Copy out the records exactly, everything from the line containing "Could you point out the blue" down through the end of the records.

######

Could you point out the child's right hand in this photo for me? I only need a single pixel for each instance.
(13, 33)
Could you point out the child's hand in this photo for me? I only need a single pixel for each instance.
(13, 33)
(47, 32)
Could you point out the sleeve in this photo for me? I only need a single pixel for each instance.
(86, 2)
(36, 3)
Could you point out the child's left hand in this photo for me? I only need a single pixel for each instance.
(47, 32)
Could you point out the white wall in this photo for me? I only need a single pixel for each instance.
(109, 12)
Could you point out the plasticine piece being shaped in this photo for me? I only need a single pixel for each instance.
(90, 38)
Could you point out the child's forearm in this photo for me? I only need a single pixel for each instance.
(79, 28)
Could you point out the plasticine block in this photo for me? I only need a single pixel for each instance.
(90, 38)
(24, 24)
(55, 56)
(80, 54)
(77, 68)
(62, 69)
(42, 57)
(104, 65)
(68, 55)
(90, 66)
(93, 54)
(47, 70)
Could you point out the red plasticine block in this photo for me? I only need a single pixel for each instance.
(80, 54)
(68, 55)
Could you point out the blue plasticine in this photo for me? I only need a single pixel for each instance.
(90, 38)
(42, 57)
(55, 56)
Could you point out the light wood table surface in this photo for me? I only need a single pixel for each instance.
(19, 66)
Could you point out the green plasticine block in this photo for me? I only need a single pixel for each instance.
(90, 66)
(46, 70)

######

Response for this exercise:
Could you point out the blue plasticine in this photo for me? I only need a single pixel for each instance.
(90, 38)
(42, 57)
(55, 56)
Could you point out the light wood table surface in this photo for me? I only need a single pixel for each instance.
(19, 66)
Could you point out the green plasticine block in this photo for me? I only need a single pixel for each instance.
(90, 66)
(46, 70)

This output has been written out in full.